__Extrait du texte__
——

Irène est née dans la rue, une nuit de l’hiver 2016, à deux pas de la basilique Saint-Pierre, tandis que la crèche, sur la place, était encore proposée à la contemplation des pèlerins. Les parents du bébé, Maria et Rasvan, des sans-abris d’origine roumaine, avaient élu domicile sous un porche, chaque soir depuis cinq mois, avec leur chien Pizzy. Appelée au secours par le papa affolé, alors que Maria ressentait de douloureuses contractions, c’est une policière en service dans le quartier, Maria Capone, qui a aidé la maman a accoucher au milieu des cartons, alors que la température avoisinait zéro degré. Dès le matin Mgr Konrad Krajewski, aumônier du pape chargé des questions caritatives, est allé avertir cette petite famille que François avait décidé de la prendre en charge pendant un an. Apprenant la nouvelle, les paroles du Saint-Père pendant la messe de l’Epiphanie me revenaient en mémoire : « C’est dans la simplicité de Bethléem que se trouve résumée toute la vie de l’Eglise ». Il nous indiquait que la mission de l’Eglise n’est pas de faire du prosélytisme, mais de refléter la lumière qui émane du visage du Christ. « L’Eglise est véritablement comme la lune; elle brille non pas de sa propre lumière mais de celle du Christ », précisait-il en citant saint Ambroise.

——

__Bloc de données__
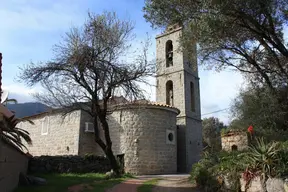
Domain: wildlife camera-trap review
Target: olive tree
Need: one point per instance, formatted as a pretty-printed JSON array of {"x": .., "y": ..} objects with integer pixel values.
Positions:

——

__Consigne__
Reproduisez intégralement, s'il vous plaît, le texte sur la naissance d'Irène près de Saint-Pierre, sans y changer un seul mot. Les données ne sont d'aucune utilité ici.

__Corrigé__
Irène est née dans la rue, une nuit de l’hiver 2016, à deux pas de la basilique Saint-Pierre, tandis que la crèche, sur la place, était encore proposée à la contemplation des pèlerins. Les parents du bébé, Maria et Rasvan, des sans-abris d’origine roumaine, avaient élu domicile sous un porche, chaque soir depuis cinq mois, avec leur chien Pizzy. Appelée au secours par le papa affolé, alors que Maria ressentait de douloureuses contractions, c’est une policière en service dans le quartier, Maria Capone, qui a aidé la maman a accoucher au milieu des cartons, alors que la température avoisinait zéro degré. Dès le matin Mgr Konrad Krajewski, aumônier du pape chargé des questions caritatives, est allé avertir cette petite famille que François avait décidé de la prendre en charge pendant un an. Apprenant la nouvelle, les paroles du Saint-Père pendant la messe de l’Epiphanie me revenaient en mémoire : « C’est dans la simplicité de Bethléem que se trouve résumée toute la vie de l’Eglise ». Il nous indiquait que la mission de l’Eglise n’est pas de faire du prosélytisme, mais de refléter la lumière qui émane du visage du Christ. « L’Eglise est véritablement comme la lune; elle brille non pas de sa propre lumière mais de celle du Christ », précisait-il en citant saint Ambroise.